(Position identification records)
--- START ---

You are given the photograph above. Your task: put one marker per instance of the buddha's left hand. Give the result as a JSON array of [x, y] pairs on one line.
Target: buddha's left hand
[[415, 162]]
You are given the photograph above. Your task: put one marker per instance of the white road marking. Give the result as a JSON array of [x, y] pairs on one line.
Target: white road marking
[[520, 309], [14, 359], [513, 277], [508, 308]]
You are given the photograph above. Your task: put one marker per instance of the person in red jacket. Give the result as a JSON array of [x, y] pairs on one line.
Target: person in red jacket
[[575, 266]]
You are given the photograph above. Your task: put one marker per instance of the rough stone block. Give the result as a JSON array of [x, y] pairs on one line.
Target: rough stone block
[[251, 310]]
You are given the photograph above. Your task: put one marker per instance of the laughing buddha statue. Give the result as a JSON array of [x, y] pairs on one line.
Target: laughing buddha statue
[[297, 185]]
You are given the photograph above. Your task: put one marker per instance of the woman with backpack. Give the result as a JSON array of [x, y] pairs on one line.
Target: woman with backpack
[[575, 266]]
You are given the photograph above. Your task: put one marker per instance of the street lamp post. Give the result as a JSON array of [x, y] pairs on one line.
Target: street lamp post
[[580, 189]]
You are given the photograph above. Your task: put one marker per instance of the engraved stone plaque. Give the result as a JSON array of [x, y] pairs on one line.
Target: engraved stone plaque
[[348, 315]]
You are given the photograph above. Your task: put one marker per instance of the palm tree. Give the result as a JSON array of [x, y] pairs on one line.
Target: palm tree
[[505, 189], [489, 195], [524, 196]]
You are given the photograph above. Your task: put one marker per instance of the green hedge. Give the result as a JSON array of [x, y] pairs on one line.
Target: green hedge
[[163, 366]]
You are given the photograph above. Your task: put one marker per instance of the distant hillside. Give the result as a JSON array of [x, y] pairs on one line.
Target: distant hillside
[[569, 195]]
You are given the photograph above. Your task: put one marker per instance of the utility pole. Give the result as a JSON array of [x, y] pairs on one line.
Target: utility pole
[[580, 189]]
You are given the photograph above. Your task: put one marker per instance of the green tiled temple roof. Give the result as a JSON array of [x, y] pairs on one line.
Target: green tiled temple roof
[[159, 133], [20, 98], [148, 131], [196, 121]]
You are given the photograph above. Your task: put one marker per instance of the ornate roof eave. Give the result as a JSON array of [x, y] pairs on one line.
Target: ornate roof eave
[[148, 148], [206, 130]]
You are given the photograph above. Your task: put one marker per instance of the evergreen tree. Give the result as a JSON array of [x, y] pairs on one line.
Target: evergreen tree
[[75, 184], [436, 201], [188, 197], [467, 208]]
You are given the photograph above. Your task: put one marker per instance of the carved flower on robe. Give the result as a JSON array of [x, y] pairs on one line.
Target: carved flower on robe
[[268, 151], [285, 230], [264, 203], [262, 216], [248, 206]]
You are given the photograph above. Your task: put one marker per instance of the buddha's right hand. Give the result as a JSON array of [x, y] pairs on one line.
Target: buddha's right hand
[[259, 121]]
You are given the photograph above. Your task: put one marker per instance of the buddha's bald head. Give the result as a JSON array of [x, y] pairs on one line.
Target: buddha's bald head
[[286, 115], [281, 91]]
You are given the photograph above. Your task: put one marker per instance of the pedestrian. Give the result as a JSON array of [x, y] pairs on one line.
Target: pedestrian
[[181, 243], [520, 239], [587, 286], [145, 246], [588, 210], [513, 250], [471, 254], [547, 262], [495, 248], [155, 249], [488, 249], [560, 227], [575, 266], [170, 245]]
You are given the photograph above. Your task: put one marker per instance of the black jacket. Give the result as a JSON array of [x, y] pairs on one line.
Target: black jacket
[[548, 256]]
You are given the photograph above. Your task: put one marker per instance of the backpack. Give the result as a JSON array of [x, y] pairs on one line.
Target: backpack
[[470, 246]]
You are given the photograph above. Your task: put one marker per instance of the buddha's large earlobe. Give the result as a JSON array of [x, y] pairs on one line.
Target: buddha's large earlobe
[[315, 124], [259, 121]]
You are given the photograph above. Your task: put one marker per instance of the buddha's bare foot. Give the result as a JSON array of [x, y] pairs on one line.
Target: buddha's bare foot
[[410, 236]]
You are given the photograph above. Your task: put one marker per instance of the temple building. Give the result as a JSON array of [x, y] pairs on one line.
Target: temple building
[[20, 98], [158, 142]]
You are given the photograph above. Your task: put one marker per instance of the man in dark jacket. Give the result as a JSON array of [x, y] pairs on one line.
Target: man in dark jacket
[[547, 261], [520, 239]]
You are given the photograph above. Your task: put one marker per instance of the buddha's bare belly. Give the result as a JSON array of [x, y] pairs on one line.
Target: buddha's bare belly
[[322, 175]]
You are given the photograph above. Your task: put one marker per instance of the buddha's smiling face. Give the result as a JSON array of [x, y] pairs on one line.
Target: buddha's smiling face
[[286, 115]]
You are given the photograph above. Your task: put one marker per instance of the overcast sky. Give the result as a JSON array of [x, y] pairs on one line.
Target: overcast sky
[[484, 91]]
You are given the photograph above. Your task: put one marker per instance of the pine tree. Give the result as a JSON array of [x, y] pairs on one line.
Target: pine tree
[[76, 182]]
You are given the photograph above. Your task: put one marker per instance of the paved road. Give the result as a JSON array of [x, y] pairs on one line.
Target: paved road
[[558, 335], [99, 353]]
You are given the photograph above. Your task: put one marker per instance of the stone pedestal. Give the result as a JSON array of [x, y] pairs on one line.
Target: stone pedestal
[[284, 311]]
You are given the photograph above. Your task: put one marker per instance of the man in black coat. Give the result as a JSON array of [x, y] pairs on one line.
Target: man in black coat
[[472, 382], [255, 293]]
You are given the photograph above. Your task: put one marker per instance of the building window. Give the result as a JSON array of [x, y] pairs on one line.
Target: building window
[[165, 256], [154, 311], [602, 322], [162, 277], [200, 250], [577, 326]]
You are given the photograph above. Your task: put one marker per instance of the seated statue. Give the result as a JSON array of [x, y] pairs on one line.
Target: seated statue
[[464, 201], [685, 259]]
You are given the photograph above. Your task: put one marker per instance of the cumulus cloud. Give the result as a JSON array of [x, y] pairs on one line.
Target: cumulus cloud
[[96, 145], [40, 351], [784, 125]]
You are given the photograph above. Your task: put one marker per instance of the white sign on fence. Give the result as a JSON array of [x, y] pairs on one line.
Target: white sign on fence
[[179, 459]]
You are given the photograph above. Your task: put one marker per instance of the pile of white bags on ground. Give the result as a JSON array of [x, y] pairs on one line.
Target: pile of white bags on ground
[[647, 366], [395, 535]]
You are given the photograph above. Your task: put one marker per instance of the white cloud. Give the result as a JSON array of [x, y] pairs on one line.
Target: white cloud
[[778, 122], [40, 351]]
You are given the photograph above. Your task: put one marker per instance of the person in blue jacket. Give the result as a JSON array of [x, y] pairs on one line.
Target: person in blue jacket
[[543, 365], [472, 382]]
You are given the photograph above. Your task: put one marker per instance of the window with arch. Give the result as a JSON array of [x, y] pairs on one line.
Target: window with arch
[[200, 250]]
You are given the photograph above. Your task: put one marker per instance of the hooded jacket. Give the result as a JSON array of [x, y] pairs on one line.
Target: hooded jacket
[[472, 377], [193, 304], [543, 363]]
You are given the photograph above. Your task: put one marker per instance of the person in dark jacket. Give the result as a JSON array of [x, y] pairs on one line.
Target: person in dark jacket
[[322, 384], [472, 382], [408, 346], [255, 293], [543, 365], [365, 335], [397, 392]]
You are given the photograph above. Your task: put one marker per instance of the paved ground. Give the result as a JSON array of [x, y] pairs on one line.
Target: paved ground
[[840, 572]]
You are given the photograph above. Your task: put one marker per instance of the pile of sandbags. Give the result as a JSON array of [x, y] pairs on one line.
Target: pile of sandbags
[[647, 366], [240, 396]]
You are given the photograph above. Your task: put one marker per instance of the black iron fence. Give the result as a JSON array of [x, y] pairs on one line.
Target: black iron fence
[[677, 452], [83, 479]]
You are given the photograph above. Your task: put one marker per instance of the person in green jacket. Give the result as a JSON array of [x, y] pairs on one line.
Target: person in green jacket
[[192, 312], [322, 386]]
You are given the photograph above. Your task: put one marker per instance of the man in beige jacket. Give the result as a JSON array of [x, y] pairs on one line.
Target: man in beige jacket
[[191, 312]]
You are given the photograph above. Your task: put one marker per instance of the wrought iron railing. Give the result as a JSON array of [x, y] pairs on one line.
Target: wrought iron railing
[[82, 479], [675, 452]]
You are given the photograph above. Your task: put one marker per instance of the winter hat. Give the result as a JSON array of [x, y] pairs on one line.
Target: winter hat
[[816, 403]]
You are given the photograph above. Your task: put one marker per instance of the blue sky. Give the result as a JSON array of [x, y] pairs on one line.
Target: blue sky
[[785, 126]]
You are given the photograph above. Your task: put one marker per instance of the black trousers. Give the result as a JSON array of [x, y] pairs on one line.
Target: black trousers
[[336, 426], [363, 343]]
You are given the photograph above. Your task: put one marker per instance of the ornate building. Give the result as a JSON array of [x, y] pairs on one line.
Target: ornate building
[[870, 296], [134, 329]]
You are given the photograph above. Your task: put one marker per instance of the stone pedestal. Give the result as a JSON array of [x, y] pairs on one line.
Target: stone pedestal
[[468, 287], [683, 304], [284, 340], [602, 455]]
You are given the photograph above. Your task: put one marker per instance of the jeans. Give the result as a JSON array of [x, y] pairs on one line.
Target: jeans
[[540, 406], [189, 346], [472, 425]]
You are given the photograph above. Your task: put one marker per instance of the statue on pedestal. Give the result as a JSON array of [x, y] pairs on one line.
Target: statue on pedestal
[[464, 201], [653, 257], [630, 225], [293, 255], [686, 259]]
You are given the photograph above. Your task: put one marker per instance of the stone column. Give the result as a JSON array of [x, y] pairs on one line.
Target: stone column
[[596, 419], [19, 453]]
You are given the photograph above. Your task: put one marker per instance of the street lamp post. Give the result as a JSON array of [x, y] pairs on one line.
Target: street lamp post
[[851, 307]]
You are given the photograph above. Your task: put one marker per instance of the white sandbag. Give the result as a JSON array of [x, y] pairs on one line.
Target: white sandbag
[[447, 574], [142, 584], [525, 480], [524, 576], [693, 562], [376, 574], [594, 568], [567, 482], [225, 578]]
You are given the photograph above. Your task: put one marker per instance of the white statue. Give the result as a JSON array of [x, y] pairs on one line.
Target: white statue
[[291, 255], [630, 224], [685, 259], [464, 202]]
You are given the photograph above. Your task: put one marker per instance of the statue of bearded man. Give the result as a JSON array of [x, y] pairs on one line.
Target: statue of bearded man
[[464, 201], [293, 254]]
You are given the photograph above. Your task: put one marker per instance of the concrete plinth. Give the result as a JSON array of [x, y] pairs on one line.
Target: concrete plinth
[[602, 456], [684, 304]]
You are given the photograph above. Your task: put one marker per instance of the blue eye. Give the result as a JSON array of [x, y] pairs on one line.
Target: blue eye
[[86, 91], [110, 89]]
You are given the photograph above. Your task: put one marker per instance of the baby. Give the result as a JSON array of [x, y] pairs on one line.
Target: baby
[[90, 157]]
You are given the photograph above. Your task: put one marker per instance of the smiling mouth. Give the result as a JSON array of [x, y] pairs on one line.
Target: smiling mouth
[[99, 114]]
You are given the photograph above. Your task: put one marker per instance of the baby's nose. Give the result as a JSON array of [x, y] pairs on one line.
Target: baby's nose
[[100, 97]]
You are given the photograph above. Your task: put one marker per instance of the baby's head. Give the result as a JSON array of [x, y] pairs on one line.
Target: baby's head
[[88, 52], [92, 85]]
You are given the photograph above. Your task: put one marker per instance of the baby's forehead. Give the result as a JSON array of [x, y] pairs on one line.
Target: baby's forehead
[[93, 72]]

--- END ---

WHAT YOU HAVE TO DO —
Convert the part of the rows that opens with the line containing "of the hooded" and closes with the line containing "[[840, 572]]" into a two-column CSV with the columns request and points. Give one CSV row per request, with its text and its answer each in a single quoted field and line breaks replaced by spaces.

PROBLEM SOLUTION —
request,points
"You are given the photograph above. Your task: put one marker per instance of the hooded jacket. Give the result as a JSON array of [x, y] pairs on one line. Target: hooded jacket","[[472, 377], [193, 304], [543, 363]]"
"You are given the photograph above. Your task: put one marker per instance of the person in dark jacket. Give the result as a JSON array of [x, y] pairs on one line. Target: person in dark jacket","[[322, 384], [472, 382], [408, 346], [255, 293], [543, 365], [365, 335], [397, 392]]"
"You are given the photograph above. Your task: put one marker per instance of the paved ground. Give the result as a JSON array of [x, y] pairs on one line. Target: paved ground","[[840, 572]]"